■ **Exercise objective**:
Reproduce, word for word, everything in the items below from the line containing "Note to the class: identify the shirt collar" down to the last line of the items.

■ **Dataset records**:
━━━━━━━━

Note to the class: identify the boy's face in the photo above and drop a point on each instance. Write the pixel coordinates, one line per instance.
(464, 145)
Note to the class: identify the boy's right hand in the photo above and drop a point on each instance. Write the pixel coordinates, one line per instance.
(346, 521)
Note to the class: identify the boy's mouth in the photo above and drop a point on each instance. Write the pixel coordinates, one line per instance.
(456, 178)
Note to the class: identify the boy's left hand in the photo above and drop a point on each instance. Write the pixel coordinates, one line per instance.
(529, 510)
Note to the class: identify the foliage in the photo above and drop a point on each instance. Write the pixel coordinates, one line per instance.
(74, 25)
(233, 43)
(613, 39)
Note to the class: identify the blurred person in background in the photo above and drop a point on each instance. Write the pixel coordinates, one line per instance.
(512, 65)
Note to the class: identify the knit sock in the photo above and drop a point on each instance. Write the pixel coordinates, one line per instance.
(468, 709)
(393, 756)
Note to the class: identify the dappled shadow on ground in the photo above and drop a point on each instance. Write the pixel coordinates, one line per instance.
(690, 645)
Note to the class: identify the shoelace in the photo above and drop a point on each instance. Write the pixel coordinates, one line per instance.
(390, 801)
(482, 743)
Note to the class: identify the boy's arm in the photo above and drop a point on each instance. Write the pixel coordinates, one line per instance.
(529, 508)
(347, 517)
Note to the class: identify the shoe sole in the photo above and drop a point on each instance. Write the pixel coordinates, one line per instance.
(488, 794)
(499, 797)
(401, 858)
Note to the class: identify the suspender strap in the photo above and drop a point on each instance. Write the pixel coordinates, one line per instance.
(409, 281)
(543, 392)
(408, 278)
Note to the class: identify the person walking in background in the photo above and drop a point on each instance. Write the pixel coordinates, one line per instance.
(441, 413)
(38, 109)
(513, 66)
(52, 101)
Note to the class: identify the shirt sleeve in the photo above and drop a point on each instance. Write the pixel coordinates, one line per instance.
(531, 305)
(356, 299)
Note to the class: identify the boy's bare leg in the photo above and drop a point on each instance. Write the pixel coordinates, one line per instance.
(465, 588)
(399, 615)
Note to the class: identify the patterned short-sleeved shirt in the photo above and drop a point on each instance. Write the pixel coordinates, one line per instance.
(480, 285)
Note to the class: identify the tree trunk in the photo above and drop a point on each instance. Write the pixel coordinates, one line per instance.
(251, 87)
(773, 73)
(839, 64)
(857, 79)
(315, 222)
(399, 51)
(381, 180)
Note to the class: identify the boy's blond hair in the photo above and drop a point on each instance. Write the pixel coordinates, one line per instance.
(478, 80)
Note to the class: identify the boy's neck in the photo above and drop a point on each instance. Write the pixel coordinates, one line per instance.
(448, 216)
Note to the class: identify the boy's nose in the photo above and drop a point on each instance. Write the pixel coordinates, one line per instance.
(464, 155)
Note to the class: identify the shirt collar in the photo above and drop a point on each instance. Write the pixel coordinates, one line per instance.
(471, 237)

━━━━━━━━

■ **Full solution**:
Note to the class: identify the shirt collar in the photo above and drop a point on each instance. Write the pixel coordinates, one line per instance.
(471, 237)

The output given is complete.